§ **TASK TO CARRY OUT**
From the entries below, copy every line that holds the word "knife".

§ **DATASET ENTRIES**
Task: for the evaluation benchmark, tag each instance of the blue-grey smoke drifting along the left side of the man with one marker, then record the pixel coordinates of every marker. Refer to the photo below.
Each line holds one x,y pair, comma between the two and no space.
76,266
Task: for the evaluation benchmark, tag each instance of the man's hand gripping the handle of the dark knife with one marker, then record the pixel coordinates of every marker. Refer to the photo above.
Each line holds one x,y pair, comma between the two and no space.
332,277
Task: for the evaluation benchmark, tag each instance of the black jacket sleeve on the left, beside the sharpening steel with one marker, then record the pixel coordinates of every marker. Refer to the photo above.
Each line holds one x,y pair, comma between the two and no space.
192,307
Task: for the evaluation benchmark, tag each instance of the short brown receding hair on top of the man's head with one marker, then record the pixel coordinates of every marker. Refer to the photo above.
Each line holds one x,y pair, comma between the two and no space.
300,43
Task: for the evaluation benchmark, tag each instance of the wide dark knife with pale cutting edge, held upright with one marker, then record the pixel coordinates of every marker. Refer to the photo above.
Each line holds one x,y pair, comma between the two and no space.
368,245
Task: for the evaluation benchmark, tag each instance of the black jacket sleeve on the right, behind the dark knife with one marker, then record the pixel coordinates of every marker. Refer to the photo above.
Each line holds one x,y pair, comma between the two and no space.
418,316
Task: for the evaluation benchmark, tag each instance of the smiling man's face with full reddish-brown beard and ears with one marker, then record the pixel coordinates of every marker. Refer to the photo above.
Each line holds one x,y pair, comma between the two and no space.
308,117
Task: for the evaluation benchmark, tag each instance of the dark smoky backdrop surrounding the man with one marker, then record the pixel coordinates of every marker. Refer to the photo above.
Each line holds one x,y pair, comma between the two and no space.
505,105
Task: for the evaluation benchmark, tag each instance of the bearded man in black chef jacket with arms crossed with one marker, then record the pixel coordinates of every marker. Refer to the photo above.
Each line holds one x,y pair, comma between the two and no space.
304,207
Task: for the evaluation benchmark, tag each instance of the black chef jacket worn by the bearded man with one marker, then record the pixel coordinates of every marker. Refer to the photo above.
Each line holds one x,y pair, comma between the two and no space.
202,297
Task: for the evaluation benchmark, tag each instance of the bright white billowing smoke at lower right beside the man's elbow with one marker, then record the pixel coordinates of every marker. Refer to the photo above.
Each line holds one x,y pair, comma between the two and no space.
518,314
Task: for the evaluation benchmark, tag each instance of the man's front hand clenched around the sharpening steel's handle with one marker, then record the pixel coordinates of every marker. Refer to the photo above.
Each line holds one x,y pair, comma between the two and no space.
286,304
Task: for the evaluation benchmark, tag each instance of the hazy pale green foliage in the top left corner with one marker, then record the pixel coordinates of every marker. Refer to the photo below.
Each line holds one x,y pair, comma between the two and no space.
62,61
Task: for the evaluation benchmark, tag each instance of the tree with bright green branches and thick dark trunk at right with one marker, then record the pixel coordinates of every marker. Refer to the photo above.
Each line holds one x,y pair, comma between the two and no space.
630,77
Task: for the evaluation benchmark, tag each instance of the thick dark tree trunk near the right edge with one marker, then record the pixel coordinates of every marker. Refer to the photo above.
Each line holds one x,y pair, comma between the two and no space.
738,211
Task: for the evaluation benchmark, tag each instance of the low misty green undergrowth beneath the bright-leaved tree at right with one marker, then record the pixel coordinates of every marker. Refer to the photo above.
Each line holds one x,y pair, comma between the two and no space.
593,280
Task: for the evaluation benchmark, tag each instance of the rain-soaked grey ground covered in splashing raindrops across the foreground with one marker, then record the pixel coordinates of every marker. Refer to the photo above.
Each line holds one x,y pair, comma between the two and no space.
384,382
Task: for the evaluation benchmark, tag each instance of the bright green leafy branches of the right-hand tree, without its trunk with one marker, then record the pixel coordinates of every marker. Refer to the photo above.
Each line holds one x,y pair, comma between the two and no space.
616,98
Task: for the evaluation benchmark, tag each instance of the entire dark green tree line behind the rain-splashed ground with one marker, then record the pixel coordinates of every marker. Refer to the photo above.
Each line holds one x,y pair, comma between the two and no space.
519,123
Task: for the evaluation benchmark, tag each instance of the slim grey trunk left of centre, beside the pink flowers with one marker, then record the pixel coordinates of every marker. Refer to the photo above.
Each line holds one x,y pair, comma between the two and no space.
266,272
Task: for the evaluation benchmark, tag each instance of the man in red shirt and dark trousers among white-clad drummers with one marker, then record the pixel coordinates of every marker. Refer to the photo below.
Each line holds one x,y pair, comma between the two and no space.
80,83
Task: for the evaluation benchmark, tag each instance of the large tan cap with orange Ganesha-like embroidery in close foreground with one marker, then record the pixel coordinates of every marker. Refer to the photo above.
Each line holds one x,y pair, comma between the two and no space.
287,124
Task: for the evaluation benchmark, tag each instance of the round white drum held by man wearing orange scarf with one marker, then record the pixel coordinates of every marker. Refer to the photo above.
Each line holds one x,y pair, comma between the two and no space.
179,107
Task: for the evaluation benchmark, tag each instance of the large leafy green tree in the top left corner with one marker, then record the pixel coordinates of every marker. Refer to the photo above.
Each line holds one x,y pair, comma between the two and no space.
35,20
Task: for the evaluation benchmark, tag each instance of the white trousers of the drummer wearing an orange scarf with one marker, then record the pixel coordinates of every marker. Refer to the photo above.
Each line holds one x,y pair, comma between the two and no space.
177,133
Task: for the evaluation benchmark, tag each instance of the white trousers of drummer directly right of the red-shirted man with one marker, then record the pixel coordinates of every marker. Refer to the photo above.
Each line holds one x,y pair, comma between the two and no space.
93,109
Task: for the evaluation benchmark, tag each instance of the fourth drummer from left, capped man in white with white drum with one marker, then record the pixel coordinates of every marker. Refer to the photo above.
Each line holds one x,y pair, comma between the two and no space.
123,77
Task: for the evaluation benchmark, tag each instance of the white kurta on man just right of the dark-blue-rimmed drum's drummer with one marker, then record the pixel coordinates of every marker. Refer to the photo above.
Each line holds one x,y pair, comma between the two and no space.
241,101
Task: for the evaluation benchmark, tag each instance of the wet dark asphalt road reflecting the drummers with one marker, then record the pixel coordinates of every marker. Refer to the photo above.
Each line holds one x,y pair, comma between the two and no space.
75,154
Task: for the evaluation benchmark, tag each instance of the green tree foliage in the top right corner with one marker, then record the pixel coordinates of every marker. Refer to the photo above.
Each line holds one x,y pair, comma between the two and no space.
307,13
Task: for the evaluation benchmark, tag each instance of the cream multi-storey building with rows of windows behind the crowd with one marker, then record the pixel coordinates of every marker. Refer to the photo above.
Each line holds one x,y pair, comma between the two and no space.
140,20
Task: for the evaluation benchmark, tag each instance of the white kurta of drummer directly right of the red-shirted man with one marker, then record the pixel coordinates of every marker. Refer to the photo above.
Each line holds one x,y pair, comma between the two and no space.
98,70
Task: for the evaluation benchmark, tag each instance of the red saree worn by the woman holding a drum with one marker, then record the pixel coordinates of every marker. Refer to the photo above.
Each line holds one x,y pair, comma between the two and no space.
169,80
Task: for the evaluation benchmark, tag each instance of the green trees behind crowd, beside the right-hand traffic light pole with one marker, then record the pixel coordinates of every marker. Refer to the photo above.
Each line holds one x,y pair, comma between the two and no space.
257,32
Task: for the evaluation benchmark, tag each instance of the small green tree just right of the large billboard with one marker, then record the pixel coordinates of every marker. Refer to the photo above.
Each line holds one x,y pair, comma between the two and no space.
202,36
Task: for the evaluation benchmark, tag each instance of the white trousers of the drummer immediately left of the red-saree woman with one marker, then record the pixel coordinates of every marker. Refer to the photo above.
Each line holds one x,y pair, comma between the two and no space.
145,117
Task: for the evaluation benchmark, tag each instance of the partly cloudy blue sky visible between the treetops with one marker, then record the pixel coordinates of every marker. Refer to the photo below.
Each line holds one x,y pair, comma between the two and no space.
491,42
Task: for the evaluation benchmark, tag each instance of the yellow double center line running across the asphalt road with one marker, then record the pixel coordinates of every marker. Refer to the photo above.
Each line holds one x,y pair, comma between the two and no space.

§ **RESPONSE AREA**
Task: for the evaluation benchmark, tag each instance of the man's hand gripping the handle of the dark knife with one marker, then record the pixel coordinates of every marker. Refer to the photo above.
Task: for the evaluation benchmark, tag each instance of the wide dark knife with pale cutting edge, held upright with one marker, then record the pixel coordinates of every marker. Refer to the photo above.
Task: for the evaluation benchmark, tag each instance of the black jacket sleeve on the right, behind the dark knife with one marker, then record the pixel coordinates of every marker. Refer to the photo above.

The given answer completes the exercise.